** START OF SUPPLIED DATA **

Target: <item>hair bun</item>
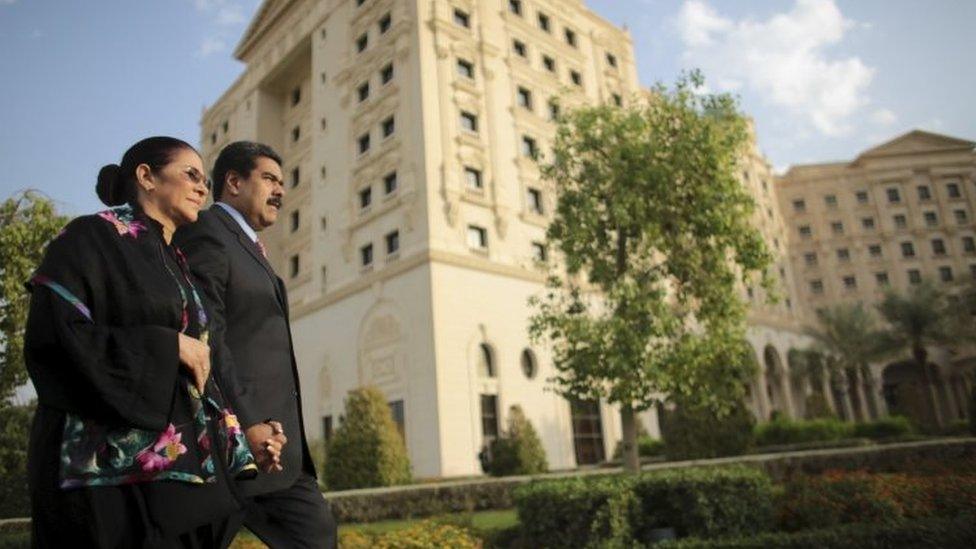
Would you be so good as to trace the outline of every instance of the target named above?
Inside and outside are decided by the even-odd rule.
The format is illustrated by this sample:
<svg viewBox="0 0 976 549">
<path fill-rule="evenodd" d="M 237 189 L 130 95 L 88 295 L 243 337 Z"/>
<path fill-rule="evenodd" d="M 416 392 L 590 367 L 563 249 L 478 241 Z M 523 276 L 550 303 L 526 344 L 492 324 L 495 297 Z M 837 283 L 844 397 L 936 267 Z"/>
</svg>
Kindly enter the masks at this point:
<svg viewBox="0 0 976 549">
<path fill-rule="evenodd" d="M 122 168 L 118 164 L 106 164 L 98 171 L 95 193 L 106 206 L 119 206 L 125 200 L 122 191 Z"/>
</svg>

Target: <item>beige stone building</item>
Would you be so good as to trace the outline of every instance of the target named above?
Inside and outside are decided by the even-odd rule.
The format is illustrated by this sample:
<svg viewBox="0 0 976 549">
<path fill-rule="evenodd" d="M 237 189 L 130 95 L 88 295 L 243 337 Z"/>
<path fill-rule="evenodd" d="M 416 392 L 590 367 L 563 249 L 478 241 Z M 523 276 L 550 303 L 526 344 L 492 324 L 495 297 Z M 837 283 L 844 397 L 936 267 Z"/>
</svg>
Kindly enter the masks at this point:
<svg viewBox="0 0 976 549">
<path fill-rule="evenodd" d="M 779 178 L 790 262 L 807 310 L 872 307 L 885 290 L 904 292 L 923 279 L 948 287 L 976 279 L 974 147 L 916 130 L 852 161 L 794 166 Z M 874 379 L 855 390 L 869 400 L 880 391 L 882 410 L 924 421 L 966 417 L 972 357 L 933 355 L 936 410 L 924 405 L 921 372 L 907 360 L 874 365 Z"/>
<path fill-rule="evenodd" d="M 330 436 L 344 395 L 369 383 L 419 477 L 478 474 L 513 404 L 551 467 L 608 457 L 618 410 L 547 390 L 527 301 L 554 259 L 555 197 L 535 157 L 559 105 L 639 95 L 629 34 L 580 0 L 265 0 L 235 56 L 247 68 L 203 113 L 204 161 L 238 139 L 285 159 L 284 207 L 262 240 L 289 288 L 308 435 Z M 775 305 L 743 288 L 763 365 L 753 410 L 802 416 L 791 225 L 755 147 L 742 178 L 782 281 Z M 654 412 L 642 419 L 656 434 Z"/>
</svg>

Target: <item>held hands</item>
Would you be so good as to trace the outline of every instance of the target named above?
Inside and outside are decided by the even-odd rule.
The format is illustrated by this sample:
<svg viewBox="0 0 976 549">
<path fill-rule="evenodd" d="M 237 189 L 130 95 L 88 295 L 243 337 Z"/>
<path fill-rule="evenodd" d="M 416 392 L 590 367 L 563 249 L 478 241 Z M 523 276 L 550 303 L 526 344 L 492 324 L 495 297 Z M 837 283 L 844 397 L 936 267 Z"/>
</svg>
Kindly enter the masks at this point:
<svg viewBox="0 0 976 549">
<path fill-rule="evenodd" d="M 210 346 L 186 334 L 180 334 L 180 363 L 193 376 L 193 384 L 200 394 L 210 377 Z"/>
<path fill-rule="evenodd" d="M 281 423 L 268 420 L 248 427 L 244 433 L 258 467 L 265 473 L 281 471 L 281 448 L 288 443 Z"/>
</svg>

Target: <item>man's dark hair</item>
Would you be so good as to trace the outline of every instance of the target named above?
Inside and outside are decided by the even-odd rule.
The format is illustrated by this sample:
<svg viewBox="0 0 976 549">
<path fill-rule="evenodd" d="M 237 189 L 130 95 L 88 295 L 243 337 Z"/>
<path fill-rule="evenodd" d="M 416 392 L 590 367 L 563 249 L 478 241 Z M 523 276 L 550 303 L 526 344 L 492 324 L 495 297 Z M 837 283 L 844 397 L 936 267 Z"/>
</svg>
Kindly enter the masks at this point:
<svg viewBox="0 0 976 549">
<path fill-rule="evenodd" d="M 274 149 L 264 143 L 254 141 L 235 141 L 224 147 L 214 162 L 213 169 L 213 196 L 214 200 L 220 200 L 224 194 L 224 183 L 227 181 L 227 174 L 236 172 L 243 178 L 251 175 L 251 170 L 257 165 L 257 159 L 261 156 L 270 158 L 281 165 L 281 157 Z"/>
</svg>

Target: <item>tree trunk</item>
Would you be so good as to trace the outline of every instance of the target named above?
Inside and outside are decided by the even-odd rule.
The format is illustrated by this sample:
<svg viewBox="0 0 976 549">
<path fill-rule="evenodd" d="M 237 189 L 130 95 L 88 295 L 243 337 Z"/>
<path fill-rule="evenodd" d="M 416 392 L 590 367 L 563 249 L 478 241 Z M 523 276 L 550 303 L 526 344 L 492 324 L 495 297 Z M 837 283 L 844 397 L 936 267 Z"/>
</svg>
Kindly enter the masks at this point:
<svg viewBox="0 0 976 549">
<path fill-rule="evenodd" d="M 922 369 L 922 379 L 925 380 L 925 400 L 929 402 L 929 408 L 932 410 L 933 419 L 935 419 L 935 426 L 941 429 L 942 410 L 939 410 L 939 403 L 935 399 L 935 380 L 932 379 L 932 372 L 929 371 L 929 353 L 925 350 L 924 345 L 914 345 L 912 346 L 912 356 L 915 358 L 918 367 Z"/>
<path fill-rule="evenodd" d="M 624 431 L 624 471 L 636 473 L 640 471 L 640 456 L 637 454 L 637 416 L 634 409 L 625 404 L 620 410 L 620 420 Z"/>
</svg>

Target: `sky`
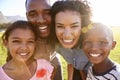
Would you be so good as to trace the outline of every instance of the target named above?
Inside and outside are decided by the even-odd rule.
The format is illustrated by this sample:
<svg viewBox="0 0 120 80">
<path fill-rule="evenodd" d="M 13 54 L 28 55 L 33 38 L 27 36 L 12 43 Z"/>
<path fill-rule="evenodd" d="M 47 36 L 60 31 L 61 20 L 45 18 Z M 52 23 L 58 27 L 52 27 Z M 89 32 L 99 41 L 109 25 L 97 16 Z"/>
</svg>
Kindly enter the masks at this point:
<svg viewBox="0 0 120 80">
<path fill-rule="evenodd" d="M 53 3 L 55 0 L 51 0 Z M 120 0 L 88 0 L 91 3 L 94 22 L 120 26 Z M 25 0 L 0 0 L 0 11 L 5 16 L 25 17 Z"/>
</svg>

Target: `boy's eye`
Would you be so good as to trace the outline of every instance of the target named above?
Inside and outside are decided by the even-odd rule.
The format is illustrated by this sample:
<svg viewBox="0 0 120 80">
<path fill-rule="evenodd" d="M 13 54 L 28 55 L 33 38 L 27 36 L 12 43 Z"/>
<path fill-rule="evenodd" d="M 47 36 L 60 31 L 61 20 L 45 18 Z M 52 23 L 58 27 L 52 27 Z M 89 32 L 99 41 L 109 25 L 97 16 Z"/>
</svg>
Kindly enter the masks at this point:
<svg viewBox="0 0 120 80">
<path fill-rule="evenodd" d="M 56 26 L 56 27 L 57 27 L 57 28 L 63 28 L 63 26 L 60 26 L 60 25 L 59 25 L 59 26 Z"/>
<path fill-rule="evenodd" d="M 35 41 L 34 41 L 34 40 L 31 40 L 31 41 L 28 41 L 28 43 L 35 43 Z"/>
</svg>

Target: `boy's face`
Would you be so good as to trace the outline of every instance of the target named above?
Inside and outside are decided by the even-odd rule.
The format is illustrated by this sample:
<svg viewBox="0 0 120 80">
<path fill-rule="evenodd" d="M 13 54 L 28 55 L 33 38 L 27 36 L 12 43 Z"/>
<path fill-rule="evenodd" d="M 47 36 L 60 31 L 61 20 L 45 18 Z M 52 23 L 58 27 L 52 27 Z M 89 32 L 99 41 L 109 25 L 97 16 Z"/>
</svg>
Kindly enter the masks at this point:
<svg viewBox="0 0 120 80">
<path fill-rule="evenodd" d="M 105 29 L 91 29 L 84 36 L 83 50 L 93 64 L 105 62 L 116 42 Z"/>
<path fill-rule="evenodd" d="M 28 21 L 35 24 L 40 30 L 41 38 L 50 34 L 50 4 L 49 0 L 27 0 L 26 15 Z"/>
<path fill-rule="evenodd" d="M 5 41 L 5 46 L 13 59 L 26 62 L 34 53 L 35 36 L 29 29 L 15 29 Z"/>
</svg>

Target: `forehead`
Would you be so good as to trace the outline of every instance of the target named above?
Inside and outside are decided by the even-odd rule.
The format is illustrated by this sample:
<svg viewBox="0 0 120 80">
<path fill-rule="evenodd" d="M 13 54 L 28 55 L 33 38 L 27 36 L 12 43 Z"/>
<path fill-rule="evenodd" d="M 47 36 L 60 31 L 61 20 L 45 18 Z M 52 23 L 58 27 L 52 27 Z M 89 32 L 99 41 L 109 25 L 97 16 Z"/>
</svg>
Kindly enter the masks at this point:
<svg viewBox="0 0 120 80">
<path fill-rule="evenodd" d="M 49 0 L 27 0 L 26 11 L 50 9 Z"/>
<path fill-rule="evenodd" d="M 81 21 L 80 14 L 76 11 L 61 11 L 56 14 L 56 22 L 62 22 L 62 21 Z"/>
<path fill-rule="evenodd" d="M 24 33 L 24 34 L 23 34 Z M 10 36 L 25 36 L 27 35 L 26 37 L 34 37 L 34 33 L 32 32 L 32 30 L 30 29 L 23 29 L 23 28 L 17 28 L 17 29 L 14 29 L 11 33 L 10 33 Z"/>
</svg>

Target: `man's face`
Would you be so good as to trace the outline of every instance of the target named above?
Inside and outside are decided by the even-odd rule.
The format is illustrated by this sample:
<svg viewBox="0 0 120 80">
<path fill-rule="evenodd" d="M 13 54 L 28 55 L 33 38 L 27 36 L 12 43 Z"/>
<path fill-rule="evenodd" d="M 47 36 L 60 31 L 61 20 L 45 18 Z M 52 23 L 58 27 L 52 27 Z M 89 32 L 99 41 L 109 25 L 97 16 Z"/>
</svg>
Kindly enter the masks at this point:
<svg viewBox="0 0 120 80">
<path fill-rule="evenodd" d="M 50 33 L 50 5 L 48 0 L 28 0 L 26 5 L 28 21 L 40 30 L 41 38 L 46 38 Z"/>
</svg>

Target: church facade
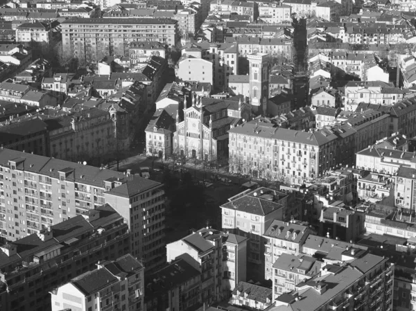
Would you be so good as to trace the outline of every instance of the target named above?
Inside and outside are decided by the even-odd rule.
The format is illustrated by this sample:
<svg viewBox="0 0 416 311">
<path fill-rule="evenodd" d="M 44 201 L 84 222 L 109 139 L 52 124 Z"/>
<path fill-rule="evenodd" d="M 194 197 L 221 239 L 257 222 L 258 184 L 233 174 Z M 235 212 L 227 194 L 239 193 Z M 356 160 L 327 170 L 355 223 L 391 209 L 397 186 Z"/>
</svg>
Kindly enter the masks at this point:
<svg viewBox="0 0 416 311">
<path fill-rule="evenodd" d="M 173 152 L 186 159 L 216 161 L 228 155 L 228 130 L 250 118 L 243 96 L 216 99 L 191 95 L 191 105 L 177 114 Z"/>
</svg>

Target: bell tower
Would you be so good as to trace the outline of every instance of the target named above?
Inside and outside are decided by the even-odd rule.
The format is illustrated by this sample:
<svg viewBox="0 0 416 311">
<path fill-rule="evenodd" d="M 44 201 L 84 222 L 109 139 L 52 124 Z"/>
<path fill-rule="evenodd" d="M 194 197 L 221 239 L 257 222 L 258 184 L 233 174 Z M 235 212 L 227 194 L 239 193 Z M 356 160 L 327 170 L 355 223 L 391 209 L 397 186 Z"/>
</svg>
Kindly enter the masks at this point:
<svg viewBox="0 0 416 311">
<path fill-rule="evenodd" d="M 248 55 L 250 71 L 250 100 L 254 114 L 266 115 L 268 99 L 269 55 Z"/>
</svg>

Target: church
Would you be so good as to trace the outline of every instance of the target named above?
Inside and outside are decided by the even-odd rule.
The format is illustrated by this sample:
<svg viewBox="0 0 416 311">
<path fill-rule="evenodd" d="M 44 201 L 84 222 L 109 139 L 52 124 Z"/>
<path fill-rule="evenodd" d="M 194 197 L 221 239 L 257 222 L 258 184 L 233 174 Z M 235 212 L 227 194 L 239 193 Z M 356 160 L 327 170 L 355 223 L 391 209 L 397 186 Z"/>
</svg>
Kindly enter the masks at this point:
<svg viewBox="0 0 416 311">
<path fill-rule="evenodd" d="M 228 157 L 228 130 L 251 117 L 251 105 L 243 96 L 227 99 L 200 97 L 177 114 L 173 153 L 187 159 L 216 161 Z"/>
</svg>

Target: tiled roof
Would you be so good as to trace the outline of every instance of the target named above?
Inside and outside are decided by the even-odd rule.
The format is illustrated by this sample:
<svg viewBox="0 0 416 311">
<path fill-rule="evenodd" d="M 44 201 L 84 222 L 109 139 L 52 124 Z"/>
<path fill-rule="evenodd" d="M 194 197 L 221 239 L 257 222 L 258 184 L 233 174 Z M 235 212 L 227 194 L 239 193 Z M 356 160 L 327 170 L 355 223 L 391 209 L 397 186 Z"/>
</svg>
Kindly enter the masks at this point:
<svg viewBox="0 0 416 311">
<path fill-rule="evenodd" d="M 273 222 L 266 230 L 264 236 L 299 243 L 304 237 L 307 236 L 309 233 L 311 233 L 311 230 L 309 229 L 307 224 L 302 224 L 273 220 Z"/>
<path fill-rule="evenodd" d="M 111 189 L 108 193 L 119 197 L 130 197 L 160 186 L 160 183 L 146 178 L 135 178 Z"/>
<path fill-rule="evenodd" d="M 259 126 L 260 125 L 260 126 Z M 250 121 L 229 130 L 229 133 L 236 133 L 262 137 L 270 139 L 281 139 L 306 145 L 322 145 L 337 139 L 330 130 L 324 129 L 313 133 L 284 129 L 282 127 L 264 127 L 256 121 Z"/>
<path fill-rule="evenodd" d="M 265 216 L 283 208 L 283 205 L 280 203 L 271 201 L 269 197 L 261 195 L 258 191 L 257 190 L 252 191 L 243 197 L 223 204 L 221 207 L 260 216 Z M 254 193 L 256 193 L 255 196 Z"/>
<path fill-rule="evenodd" d="M 85 296 L 89 296 L 118 281 L 107 269 L 102 268 L 85 272 L 72 279 L 71 283 Z"/>
<path fill-rule="evenodd" d="M 247 294 L 247 297 L 245 297 L 245 294 Z M 272 301 L 272 290 L 240 281 L 232 291 L 232 295 L 245 297 L 246 299 L 266 303 L 270 303 Z"/>
</svg>

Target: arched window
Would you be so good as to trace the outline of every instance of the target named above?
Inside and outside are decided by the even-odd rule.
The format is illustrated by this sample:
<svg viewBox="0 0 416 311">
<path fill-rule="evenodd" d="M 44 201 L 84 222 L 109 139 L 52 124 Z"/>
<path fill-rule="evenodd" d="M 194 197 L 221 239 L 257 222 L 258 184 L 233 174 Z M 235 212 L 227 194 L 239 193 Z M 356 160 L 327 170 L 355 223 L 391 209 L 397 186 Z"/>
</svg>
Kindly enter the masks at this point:
<svg viewBox="0 0 416 311">
<path fill-rule="evenodd" d="M 253 87 L 253 98 L 257 98 L 257 87 Z"/>
</svg>

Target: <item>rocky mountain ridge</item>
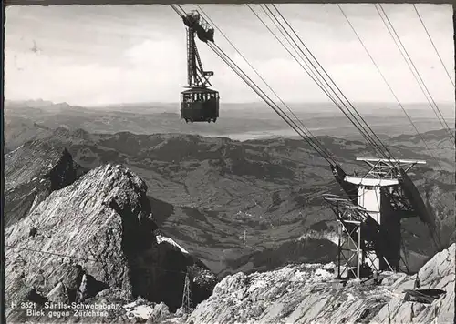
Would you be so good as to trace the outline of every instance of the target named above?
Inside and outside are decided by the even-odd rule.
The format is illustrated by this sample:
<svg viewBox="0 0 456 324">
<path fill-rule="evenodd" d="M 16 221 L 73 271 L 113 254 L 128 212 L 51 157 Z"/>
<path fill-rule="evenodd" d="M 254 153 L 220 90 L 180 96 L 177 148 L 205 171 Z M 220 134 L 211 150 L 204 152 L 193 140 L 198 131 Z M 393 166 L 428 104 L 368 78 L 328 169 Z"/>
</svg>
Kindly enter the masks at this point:
<svg viewBox="0 0 456 324">
<path fill-rule="evenodd" d="M 383 273 L 379 285 L 335 280 L 334 264 L 237 273 L 218 283 L 186 323 L 453 323 L 455 247 L 417 275 Z M 426 299 L 432 294 L 435 300 Z"/>
</svg>

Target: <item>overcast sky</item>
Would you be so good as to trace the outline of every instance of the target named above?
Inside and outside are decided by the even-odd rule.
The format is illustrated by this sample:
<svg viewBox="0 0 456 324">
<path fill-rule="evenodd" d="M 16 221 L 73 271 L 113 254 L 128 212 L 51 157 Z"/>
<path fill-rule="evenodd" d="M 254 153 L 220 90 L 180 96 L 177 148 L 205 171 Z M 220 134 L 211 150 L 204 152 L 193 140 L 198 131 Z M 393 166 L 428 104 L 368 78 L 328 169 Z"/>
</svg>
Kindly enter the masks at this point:
<svg viewBox="0 0 456 324">
<path fill-rule="evenodd" d="M 328 101 L 247 6 L 202 7 L 285 101 Z M 394 101 L 336 5 L 277 7 L 351 101 Z M 426 102 L 374 5 L 342 7 L 399 99 Z M 451 5 L 417 7 L 453 77 Z M 413 6 L 384 8 L 434 99 L 453 102 L 454 87 Z M 241 62 L 217 31 L 215 42 Z M 198 46 L 203 66 L 214 71 L 212 82 L 223 102 L 259 100 L 206 45 L 198 41 Z M 7 100 L 86 106 L 176 102 L 186 84 L 185 28 L 169 5 L 10 6 L 5 53 Z"/>
</svg>

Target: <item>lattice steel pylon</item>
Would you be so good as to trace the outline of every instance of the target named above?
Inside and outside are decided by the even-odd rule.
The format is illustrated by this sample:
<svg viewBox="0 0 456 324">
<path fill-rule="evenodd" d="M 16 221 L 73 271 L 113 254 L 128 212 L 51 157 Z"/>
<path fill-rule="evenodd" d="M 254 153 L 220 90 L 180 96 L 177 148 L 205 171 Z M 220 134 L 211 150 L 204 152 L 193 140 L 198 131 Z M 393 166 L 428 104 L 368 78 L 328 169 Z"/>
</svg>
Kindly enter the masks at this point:
<svg viewBox="0 0 456 324">
<path fill-rule="evenodd" d="M 188 272 L 185 274 L 185 281 L 183 284 L 182 310 L 186 314 L 192 311 L 192 291 L 190 290 L 190 277 Z"/>
<path fill-rule="evenodd" d="M 402 245 L 401 219 L 420 217 L 432 223 L 418 189 L 407 176 L 420 160 L 389 160 L 358 157 L 369 170 L 362 177 L 343 175 L 342 182 L 355 186 L 349 199 L 326 195 L 325 200 L 339 224 L 338 276 L 353 274 L 358 279 L 364 271 L 397 271 Z M 351 190 L 354 191 L 354 190 Z M 351 193 L 351 192 L 350 192 Z M 341 262 L 347 262 L 341 269 Z M 356 266 L 356 270 L 353 269 Z M 349 268 L 349 272 L 346 270 Z"/>
</svg>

** END OF SUPPLIED DATA **

■ TASK REQUIREMENTS: Show each line of the data above that contains the string "item", treating uppercase and lowercase as different.

■ COMPLETE RESPONSE:
Target: <item>hair bun</item>
Target: <item>beige stone building</item>
Target: <item>held hands</item>
Target: <item>man's dark hair</item>
Target: <item>tree trunk</item>
Target: <item>rocky mountain ridge</item>
Target: <item>overcast sky</item>
Target: <item>lattice steel pylon</item>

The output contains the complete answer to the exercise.